[Point-per-instance localization data]
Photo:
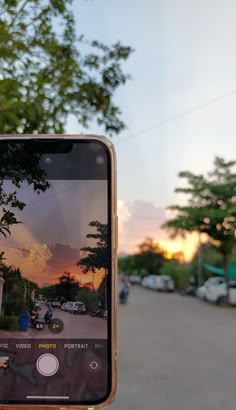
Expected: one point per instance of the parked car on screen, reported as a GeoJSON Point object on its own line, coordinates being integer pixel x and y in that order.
{"type": "Point", "coordinates": [135, 280]}
{"type": "Point", "coordinates": [78, 308]}
{"type": "Point", "coordinates": [165, 283]}
{"type": "Point", "coordinates": [215, 280]}
{"type": "Point", "coordinates": [216, 293]}
{"type": "Point", "coordinates": [201, 292]}
{"type": "Point", "coordinates": [159, 283]}
{"type": "Point", "coordinates": [67, 306]}
{"type": "Point", "coordinates": [56, 305]}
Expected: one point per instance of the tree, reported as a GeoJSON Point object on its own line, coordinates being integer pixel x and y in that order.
{"type": "Point", "coordinates": [17, 291]}
{"type": "Point", "coordinates": [209, 255]}
{"type": "Point", "coordinates": [211, 208]}
{"type": "Point", "coordinates": [150, 257]}
{"type": "Point", "coordinates": [20, 166]}
{"type": "Point", "coordinates": [97, 256]}
{"type": "Point", "coordinates": [126, 264]}
{"type": "Point", "coordinates": [179, 272]}
{"type": "Point", "coordinates": [67, 287]}
{"type": "Point", "coordinates": [48, 72]}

### TASK ITEM
Please give the data again in full, exactly as written, but without any images.

### RESULT OF THE EXERCISE
Photo:
Expected: one point per instance of the parked car on screen, reported as a GeoJSON Point object on its own line, coordinates being integer pixel x and y in that order.
{"type": "Point", "coordinates": [135, 280]}
{"type": "Point", "coordinates": [78, 308]}
{"type": "Point", "coordinates": [165, 283]}
{"type": "Point", "coordinates": [215, 280]}
{"type": "Point", "coordinates": [216, 293]}
{"type": "Point", "coordinates": [201, 292]}
{"type": "Point", "coordinates": [159, 283]}
{"type": "Point", "coordinates": [67, 306]}
{"type": "Point", "coordinates": [56, 305]}
Expected: one point per instance of the tree, reported as a GeoJSON Point object on its own line, coordinates being integer pixel x and y in that order.
{"type": "Point", "coordinates": [17, 291]}
{"type": "Point", "coordinates": [209, 255]}
{"type": "Point", "coordinates": [211, 208]}
{"type": "Point", "coordinates": [150, 257]}
{"type": "Point", "coordinates": [20, 166]}
{"type": "Point", "coordinates": [97, 256]}
{"type": "Point", "coordinates": [126, 264]}
{"type": "Point", "coordinates": [179, 272]}
{"type": "Point", "coordinates": [67, 287]}
{"type": "Point", "coordinates": [48, 72]}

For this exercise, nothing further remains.